▶ **Exercise brief**:
Output exactly, please, the lines of the records below from the one containing "In this photo, where can the blue flag" through the final line.

▶ **Given entries**:

------------------------------------------------

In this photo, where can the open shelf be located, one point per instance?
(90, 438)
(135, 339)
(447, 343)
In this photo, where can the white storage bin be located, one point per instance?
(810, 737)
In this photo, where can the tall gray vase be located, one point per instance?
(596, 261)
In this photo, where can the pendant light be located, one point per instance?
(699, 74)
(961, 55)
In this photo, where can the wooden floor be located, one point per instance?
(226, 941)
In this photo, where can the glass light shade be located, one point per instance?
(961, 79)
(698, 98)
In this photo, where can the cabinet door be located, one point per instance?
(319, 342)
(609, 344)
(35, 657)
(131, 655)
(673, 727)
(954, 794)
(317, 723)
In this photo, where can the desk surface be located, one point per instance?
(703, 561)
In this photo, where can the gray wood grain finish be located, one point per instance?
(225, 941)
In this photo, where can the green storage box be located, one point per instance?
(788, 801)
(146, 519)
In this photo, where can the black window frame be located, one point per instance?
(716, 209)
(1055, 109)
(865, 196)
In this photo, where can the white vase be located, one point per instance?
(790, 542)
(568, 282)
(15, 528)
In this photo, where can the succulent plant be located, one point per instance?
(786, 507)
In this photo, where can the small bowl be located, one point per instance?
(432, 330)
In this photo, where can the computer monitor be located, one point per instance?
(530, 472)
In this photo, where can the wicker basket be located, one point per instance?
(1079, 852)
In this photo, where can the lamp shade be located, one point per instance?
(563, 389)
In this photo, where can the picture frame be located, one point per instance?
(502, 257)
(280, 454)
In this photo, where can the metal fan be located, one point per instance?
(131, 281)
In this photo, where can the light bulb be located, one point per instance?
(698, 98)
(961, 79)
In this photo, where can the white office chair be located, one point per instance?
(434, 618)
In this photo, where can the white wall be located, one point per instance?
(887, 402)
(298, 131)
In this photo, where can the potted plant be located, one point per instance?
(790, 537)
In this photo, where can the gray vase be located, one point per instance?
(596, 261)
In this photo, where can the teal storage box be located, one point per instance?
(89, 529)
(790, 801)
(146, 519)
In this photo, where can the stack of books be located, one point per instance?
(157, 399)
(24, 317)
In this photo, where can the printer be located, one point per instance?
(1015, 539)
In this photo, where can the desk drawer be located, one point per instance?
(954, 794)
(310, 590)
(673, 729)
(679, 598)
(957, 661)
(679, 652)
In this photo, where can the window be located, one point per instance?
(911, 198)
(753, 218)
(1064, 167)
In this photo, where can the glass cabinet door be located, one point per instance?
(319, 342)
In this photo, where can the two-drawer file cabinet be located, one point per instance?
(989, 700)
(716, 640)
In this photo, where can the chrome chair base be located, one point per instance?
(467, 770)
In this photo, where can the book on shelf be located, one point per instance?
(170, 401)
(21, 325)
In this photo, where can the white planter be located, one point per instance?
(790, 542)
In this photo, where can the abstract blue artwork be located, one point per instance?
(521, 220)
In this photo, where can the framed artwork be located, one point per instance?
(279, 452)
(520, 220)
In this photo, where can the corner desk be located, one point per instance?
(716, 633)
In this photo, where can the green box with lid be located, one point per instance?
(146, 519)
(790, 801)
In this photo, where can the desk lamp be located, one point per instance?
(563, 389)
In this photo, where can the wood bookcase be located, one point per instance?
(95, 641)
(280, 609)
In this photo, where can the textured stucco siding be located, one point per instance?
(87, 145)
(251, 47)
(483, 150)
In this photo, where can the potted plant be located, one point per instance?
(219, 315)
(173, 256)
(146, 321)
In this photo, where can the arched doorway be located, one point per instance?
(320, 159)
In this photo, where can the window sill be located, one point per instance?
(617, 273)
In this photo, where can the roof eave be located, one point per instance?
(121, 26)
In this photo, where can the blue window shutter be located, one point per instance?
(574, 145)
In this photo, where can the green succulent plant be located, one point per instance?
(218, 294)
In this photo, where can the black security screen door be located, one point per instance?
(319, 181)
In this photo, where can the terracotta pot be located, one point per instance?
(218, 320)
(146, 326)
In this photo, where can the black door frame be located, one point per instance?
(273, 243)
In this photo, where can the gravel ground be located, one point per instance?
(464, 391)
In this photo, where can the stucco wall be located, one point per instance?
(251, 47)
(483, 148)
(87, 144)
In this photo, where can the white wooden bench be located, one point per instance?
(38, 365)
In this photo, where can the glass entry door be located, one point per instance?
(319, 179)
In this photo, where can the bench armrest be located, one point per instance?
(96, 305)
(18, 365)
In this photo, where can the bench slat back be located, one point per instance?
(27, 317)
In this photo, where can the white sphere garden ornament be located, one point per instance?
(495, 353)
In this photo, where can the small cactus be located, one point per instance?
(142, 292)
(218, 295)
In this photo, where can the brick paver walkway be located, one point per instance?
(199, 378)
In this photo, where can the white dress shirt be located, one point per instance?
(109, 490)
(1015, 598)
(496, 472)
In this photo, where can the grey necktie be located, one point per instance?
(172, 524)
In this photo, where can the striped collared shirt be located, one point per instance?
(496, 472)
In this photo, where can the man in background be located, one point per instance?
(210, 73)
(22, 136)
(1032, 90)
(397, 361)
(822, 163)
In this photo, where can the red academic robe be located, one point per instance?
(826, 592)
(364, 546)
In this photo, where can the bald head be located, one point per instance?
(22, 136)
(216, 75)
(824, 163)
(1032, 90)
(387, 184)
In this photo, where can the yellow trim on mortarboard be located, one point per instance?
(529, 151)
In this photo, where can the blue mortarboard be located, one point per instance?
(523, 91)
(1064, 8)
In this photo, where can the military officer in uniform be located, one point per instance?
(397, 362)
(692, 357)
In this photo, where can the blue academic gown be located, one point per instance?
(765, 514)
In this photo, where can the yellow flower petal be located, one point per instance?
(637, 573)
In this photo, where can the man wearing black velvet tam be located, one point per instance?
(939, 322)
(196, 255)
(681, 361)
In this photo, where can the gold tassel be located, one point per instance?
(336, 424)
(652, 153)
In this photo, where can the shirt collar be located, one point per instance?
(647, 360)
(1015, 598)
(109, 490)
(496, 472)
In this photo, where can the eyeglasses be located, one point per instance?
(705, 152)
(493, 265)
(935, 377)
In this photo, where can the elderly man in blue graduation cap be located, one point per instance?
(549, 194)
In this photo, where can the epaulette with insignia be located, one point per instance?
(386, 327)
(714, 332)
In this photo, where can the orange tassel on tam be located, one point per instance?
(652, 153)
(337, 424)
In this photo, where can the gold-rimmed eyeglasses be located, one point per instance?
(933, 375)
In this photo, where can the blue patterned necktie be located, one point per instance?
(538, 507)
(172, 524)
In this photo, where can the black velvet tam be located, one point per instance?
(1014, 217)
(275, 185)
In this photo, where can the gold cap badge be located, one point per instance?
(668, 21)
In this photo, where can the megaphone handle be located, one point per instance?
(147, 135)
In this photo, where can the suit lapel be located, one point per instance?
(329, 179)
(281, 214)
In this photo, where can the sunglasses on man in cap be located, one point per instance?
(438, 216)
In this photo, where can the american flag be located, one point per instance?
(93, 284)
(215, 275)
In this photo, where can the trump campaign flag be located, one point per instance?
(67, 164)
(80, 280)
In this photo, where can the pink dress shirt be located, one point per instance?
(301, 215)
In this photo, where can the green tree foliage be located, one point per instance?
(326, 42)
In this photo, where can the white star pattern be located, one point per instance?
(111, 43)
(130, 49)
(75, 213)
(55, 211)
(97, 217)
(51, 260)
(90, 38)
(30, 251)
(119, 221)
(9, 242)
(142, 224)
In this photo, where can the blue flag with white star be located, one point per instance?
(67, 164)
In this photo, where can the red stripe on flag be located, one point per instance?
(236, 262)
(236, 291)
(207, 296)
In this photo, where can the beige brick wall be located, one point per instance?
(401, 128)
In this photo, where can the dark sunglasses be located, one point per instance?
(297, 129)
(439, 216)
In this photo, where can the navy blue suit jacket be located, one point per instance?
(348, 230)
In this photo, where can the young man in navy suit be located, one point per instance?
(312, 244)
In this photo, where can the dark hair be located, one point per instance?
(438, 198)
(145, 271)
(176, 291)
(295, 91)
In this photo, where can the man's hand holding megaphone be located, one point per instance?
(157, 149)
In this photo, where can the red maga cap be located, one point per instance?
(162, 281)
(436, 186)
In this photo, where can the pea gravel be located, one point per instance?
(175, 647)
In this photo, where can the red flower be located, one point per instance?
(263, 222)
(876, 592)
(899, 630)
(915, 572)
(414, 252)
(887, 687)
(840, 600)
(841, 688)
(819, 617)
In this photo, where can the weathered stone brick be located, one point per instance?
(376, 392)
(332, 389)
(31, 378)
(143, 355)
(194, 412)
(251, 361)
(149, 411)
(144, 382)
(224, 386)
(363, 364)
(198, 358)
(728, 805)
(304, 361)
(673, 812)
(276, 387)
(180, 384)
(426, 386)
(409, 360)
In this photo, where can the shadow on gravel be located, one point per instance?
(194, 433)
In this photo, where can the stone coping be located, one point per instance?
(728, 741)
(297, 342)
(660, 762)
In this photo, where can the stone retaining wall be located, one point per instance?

------------------------------------------------

▶ **Task result**:
In this photo, where can the blue flag with white star be located, one point per instance?
(67, 164)
In this photo, where can the red stripe on flag be located, one point per instance?
(236, 262)
(236, 291)
(207, 296)
In this photo, where can the beige brick wall be located, one point per instance?
(401, 128)
In this photo, where can the dark sunglasses be located, one point per instance?
(297, 129)
(439, 216)
In this photo, where can the navy blue suit jacket be located, one point per instance?
(348, 230)
In this photo, where can the young man in navy suit be located, one point per instance?
(312, 244)
In this photo, where can the dark hair be located, one point per instance?
(438, 198)
(145, 271)
(176, 291)
(295, 91)
In this photo, where can the man's hand holding megaphone be located, one point per instance?
(157, 149)
In this photo, where can the red maga cap be located, one point per instance?
(162, 281)
(436, 186)
In this photo, where can the pea gravel be located, one point per instance?
(175, 647)
In this photo, where can the red flower be located, one point per instance?
(263, 222)
(876, 592)
(899, 630)
(915, 572)
(414, 252)
(887, 687)
(840, 600)
(841, 688)
(819, 617)
In this photo, where can the weathered stone brick be located, one point per instance?
(376, 392)
(332, 389)
(31, 378)
(143, 355)
(194, 412)
(251, 361)
(149, 411)
(144, 382)
(224, 386)
(363, 364)
(198, 358)
(728, 805)
(304, 361)
(673, 812)
(276, 387)
(180, 384)
(426, 386)
(409, 360)
In this photo, where can the shadow on gravel be located, one point per instance?
(194, 433)
In this photo, where can the stone coping be located, one point per instance?
(728, 741)
(297, 342)
(660, 762)
In this photo, where can the stone retaining wall be located, one point per instance?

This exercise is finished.